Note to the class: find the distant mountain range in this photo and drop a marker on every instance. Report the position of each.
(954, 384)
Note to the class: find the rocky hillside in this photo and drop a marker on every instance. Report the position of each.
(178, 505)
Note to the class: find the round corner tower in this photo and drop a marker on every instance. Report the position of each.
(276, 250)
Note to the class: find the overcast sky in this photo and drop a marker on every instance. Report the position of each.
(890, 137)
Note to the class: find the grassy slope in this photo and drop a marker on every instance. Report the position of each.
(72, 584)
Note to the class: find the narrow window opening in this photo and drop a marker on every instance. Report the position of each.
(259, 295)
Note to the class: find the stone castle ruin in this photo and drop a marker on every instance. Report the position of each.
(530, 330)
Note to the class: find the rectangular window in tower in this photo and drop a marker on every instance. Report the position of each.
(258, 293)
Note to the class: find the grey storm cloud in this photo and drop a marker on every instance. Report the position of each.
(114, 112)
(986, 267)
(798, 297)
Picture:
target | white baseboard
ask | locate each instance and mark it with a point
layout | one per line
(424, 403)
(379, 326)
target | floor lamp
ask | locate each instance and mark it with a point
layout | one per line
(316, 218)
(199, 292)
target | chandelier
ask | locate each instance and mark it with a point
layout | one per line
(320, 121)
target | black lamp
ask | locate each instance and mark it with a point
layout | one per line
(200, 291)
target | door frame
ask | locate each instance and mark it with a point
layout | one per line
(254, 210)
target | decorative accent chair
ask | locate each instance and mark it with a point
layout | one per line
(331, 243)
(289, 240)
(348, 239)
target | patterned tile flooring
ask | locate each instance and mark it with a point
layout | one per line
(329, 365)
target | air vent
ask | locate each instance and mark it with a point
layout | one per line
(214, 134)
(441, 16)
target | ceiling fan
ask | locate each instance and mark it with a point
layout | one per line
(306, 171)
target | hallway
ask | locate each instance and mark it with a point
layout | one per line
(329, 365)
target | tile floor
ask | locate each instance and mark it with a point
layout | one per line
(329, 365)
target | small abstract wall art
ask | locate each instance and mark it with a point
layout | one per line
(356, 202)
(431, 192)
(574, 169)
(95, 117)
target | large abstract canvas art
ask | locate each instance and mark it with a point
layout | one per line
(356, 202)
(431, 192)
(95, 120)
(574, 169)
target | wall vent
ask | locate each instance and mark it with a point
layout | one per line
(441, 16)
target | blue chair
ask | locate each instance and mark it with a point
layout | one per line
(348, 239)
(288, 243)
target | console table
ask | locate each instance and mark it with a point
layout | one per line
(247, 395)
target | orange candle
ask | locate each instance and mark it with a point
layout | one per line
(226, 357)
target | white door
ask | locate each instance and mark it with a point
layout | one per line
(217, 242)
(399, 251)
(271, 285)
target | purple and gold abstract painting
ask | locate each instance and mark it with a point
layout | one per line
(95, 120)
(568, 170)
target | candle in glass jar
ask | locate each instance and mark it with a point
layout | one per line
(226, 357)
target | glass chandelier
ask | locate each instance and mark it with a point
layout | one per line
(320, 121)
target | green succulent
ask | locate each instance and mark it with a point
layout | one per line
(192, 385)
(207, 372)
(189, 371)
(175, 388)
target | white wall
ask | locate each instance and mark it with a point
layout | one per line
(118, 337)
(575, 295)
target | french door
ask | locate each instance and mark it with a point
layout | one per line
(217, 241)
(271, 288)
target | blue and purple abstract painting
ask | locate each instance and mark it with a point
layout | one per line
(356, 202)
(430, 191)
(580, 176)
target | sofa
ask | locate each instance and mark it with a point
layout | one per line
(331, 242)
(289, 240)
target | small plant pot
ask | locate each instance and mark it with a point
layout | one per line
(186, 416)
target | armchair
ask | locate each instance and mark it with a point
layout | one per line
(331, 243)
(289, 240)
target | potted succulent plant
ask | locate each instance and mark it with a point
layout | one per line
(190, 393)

=== PROBLEM STATEMENT ===
For the word "wall", say how many lines of the data include it, with nothing else in the reply.

=== EXPECTED OUTPUT ===
3